* _What to produce_
Your answer must be an exact copy of the data below.

(Data supplied begins)

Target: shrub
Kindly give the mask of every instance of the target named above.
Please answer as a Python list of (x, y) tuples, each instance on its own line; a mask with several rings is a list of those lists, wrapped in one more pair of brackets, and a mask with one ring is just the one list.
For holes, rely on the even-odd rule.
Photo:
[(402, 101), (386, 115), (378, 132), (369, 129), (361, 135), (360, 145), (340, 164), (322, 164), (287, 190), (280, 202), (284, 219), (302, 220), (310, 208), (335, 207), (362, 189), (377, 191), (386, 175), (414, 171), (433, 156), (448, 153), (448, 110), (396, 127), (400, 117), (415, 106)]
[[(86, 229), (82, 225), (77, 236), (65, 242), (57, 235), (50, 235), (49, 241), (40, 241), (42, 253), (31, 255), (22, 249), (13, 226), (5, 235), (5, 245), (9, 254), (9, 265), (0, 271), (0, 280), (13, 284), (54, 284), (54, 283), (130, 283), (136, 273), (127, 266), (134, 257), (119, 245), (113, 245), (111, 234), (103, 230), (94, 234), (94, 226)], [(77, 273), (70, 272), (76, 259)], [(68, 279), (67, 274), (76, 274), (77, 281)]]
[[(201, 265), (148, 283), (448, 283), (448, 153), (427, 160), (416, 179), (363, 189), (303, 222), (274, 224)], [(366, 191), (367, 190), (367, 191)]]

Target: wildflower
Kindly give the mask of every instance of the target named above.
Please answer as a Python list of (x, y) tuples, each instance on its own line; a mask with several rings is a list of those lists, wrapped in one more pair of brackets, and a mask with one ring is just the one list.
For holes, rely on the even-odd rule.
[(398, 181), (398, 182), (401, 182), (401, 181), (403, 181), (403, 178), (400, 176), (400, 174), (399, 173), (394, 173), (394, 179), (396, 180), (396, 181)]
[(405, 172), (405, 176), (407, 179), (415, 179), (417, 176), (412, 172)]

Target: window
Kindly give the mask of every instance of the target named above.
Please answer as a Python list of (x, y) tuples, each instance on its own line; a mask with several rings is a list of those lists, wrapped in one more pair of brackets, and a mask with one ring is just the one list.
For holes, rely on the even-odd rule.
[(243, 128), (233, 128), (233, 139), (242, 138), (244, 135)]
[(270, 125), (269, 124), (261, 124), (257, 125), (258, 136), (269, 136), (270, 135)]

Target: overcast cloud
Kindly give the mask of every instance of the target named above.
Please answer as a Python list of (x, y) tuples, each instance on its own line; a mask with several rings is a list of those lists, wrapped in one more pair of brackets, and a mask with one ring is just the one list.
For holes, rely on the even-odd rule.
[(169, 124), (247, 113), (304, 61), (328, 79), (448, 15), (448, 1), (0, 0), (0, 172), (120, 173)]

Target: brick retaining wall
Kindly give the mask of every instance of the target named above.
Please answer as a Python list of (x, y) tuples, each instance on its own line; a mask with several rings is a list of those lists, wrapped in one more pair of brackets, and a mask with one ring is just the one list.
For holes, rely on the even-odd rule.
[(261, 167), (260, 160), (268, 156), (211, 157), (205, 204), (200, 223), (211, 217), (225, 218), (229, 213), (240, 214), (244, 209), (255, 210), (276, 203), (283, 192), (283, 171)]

(Data supplied ends)

* _Your solution_
Target: shrub
Kindly give the mask of every instance of the target named above.
Please answer as a Python list of (x, y) tuples, each instance on its own line; a mask with several rings is a list of those lists, wrapped in one more pair of brackets, and a mask with one ring is just the one list.
For holes, rely on the even-odd rule.
Photo:
[(402, 101), (386, 115), (378, 132), (369, 129), (361, 135), (360, 145), (340, 164), (322, 164), (287, 190), (280, 202), (284, 219), (302, 220), (310, 208), (335, 207), (362, 189), (377, 191), (386, 175), (414, 171), (433, 156), (448, 153), (448, 110), (396, 127), (400, 117), (415, 106)]
[[(86, 229), (82, 225), (77, 236), (65, 242), (57, 235), (50, 235), (49, 241), (40, 241), (42, 253), (31, 255), (22, 249), (13, 226), (5, 235), (5, 245), (9, 254), (9, 265), (0, 271), (0, 280), (13, 284), (54, 284), (54, 283), (130, 283), (136, 273), (127, 266), (134, 257), (119, 245), (113, 245), (111, 234), (103, 230), (94, 234), (94, 226)], [(77, 273), (70, 272), (76, 259)], [(68, 279), (67, 274), (76, 274), (77, 281)]]
[[(201, 265), (148, 283), (448, 283), (448, 153), (427, 160), (416, 179), (363, 189), (303, 222), (274, 224)], [(366, 191), (367, 190), (367, 191)]]

Target: wildflower
Kindly give the mask of every instance of the target named above.
Please answer as a Python list of (x, y) tuples, each instance on its own line; a mask with several rings is a list of those lists, wrapped in one more pair of brackets, and a mask with one ring is just the one list.
For holes, rely on the even-odd rule.
[(398, 181), (398, 182), (401, 182), (401, 181), (403, 181), (403, 178), (400, 176), (400, 174), (399, 173), (394, 173), (394, 179), (396, 180), (396, 181)]
[(405, 172), (405, 176), (407, 179), (415, 179), (417, 176), (412, 172)]

Target: window
Kindly give the mask of every instance of the target named above.
Please answer as a Python list of (x, y) tuples, each instance on its own line; a mask with several rings is a list of those lists, wrapped in one more pair of brackets, and a mask with one ring is just the one list.
For holes, rely on the even-odd rule.
[(243, 128), (233, 128), (233, 139), (242, 138), (244, 135)]
[(270, 125), (269, 124), (261, 124), (257, 125), (258, 136), (269, 136), (270, 135)]

Target: overcast cloud
Kindly give the mask of every instance of the target named above.
Please answer as a Python list of (x, y) tuples, each instance on its own line; a mask with several rings is a list of those lists, wrapped in one more pair of brackets, and a mask with one ring is just the one list.
For holes, rely on the even-odd rule.
[(169, 124), (247, 113), (304, 61), (328, 79), (448, 15), (448, 1), (0, 0), (0, 172), (120, 173)]

Target: brick retaining wall
Kindly give the mask of every instance of the target named above.
Please answer as a Python list of (x, y) tuples, each instance on its own line; a mask with several rings is a list of those lists, wrapped in one more pair of brackets, and a mask with one ring is just the one list.
For holes, rely on the even-odd rule.
[(261, 167), (260, 160), (268, 156), (211, 157), (205, 204), (200, 223), (211, 217), (225, 218), (229, 213), (240, 214), (244, 209), (255, 210), (276, 203), (283, 192), (283, 171)]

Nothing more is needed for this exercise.